Request → Transcribe every one of the entries below word for word, keeping each line unchanged.

Data for this task →
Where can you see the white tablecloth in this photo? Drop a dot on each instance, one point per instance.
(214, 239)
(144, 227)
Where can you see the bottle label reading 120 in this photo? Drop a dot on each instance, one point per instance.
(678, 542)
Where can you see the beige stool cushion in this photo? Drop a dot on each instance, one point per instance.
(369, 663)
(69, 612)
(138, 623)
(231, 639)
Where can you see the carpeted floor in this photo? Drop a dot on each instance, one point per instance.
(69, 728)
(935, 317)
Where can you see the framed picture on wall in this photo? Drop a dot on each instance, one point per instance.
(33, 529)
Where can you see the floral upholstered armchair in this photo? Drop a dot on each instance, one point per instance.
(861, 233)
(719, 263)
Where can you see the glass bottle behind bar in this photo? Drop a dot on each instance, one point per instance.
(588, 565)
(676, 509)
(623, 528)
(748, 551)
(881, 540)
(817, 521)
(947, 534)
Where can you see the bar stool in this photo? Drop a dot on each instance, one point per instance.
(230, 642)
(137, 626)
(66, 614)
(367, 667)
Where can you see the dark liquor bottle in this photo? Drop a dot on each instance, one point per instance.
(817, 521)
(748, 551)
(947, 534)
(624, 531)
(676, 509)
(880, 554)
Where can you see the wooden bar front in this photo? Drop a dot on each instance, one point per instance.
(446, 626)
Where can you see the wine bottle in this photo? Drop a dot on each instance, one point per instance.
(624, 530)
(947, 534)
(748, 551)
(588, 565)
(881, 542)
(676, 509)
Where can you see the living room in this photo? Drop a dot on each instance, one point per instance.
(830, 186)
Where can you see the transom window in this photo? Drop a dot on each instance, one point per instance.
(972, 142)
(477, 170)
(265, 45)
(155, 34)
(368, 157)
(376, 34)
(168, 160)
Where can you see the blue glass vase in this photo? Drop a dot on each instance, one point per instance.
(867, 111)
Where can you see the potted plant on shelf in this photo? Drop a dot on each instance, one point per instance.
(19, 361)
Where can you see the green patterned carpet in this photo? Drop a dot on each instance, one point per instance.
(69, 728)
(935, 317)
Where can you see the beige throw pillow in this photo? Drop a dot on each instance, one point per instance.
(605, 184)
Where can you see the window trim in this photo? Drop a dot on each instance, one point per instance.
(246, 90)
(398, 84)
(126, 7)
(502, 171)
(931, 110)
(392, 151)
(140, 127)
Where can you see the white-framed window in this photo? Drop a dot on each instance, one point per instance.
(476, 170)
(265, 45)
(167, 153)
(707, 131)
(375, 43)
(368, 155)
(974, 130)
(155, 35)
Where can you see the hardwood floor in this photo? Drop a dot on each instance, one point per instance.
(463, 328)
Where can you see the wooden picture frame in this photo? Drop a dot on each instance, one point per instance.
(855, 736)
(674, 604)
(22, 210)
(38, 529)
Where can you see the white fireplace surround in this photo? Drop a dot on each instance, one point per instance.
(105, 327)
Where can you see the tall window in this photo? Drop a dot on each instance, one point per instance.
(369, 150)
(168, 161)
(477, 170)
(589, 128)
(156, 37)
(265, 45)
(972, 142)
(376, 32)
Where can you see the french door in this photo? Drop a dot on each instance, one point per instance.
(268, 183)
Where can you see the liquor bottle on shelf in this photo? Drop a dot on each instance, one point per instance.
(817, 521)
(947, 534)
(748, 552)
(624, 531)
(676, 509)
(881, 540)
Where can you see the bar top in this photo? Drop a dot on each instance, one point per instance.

Response to this exercise →
Where can you see the white tablecloth in this photo? Drop a dot on each instance, one point per instance.
(214, 239)
(144, 227)
Where can you see the bottle label reading 120 in this photo? Drop a dot on each instance, one point per instance.
(678, 542)
Where can you see the beige stool cushion in this photo? Drop a dot on each instance, one point per instance.
(369, 663)
(69, 612)
(138, 623)
(231, 639)
Where can you see the carpeted floor in this photo? Drop a dot on each instance, one point per instance.
(69, 728)
(935, 317)
Where can you see the framed picture on wall in this photo? Drop a dot on each instance, one point per instance.
(33, 529)
Where can you see the floral upholstered armchair in this photo? Drop a dot on each instance, one point per instance.
(861, 233)
(719, 263)
Where can you see the glass bottle behind bar in this photo? Drop a dot on each instance, one point per instance.
(588, 565)
(676, 509)
(623, 528)
(748, 551)
(881, 540)
(817, 521)
(947, 534)
Where can you see the bar stool in this photo? Drop a dot on each instance, one point per instance.
(230, 642)
(137, 626)
(66, 614)
(367, 667)
Where can you see the dark liquor bottle in this photo? Drop a dot on each instance, one point per instance.
(817, 521)
(748, 551)
(947, 534)
(624, 531)
(676, 509)
(880, 554)
Where can you see the wooden bar front in this photo? Drop a dot on each instance, one point per instance.
(446, 626)
Where can you see the wine bottle in this photo? Drop a dot on each instance, one point per instance.
(624, 530)
(947, 534)
(748, 551)
(588, 565)
(881, 542)
(676, 509)
Where can you see the living room in this photo? Drop a dot on each instance, one point per instance.
(830, 186)
Where can you see the transom window in this photo? Drop a dot on each instance, one point per instance.
(972, 142)
(477, 170)
(265, 45)
(155, 34)
(368, 157)
(376, 34)
(168, 160)
Where can you see the blue glass vase in this photo? Drop a dot on each instance, one point per instance.
(867, 111)
Where can you see the potted plant on shelf in this photo? Drop a dot on each instance, one point per instance.
(19, 361)
Where can you see the green patterned carpet in this photo? Drop a dot on each instance, one point per instance.
(69, 728)
(935, 317)
Where can you see the beige throw pillow in this photo? Drop a dot on each instance, one point per instance.
(605, 184)
Where can you see the window trim in this photo? Drop a dot on each instance, one point per instance.
(246, 90)
(398, 84)
(126, 7)
(502, 171)
(931, 110)
(392, 151)
(140, 127)
Where can you see the white-framed window in this photo? Drop a dot on each instance, one point per instance.
(476, 170)
(265, 45)
(167, 153)
(707, 131)
(375, 43)
(368, 155)
(974, 130)
(155, 35)
Where can you see the hardwood floor in this photo? Drop a dot on each instance, one point per instance.
(463, 328)
Where can you see the wooden picture frame in this photo? Drop a dot on each instance, one point per instance.
(855, 736)
(674, 604)
(22, 210)
(38, 529)
Where can you see the white fireplace surround in this photo? Drop a dot on each instance, one point per instance.
(105, 327)
Where can you see the tall window in this photo? Drop a dot on each instance, one point per instance.
(369, 150)
(168, 161)
(477, 170)
(589, 128)
(156, 37)
(265, 45)
(972, 142)
(376, 32)
Where can you see the french door in this photo? Drop a dot on each instance, one point per instance.
(268, 183)
Where can you see the liquor bottle on shelf in this photo? Drop a dot on each instance, one point per instance.
(817, 521)
(947, 534)
(748, 552)
(624, 531)
(676, 509)
(881, 540)
Where can you see the bar top in this photo? Drop a dot on each instance, one point per instance.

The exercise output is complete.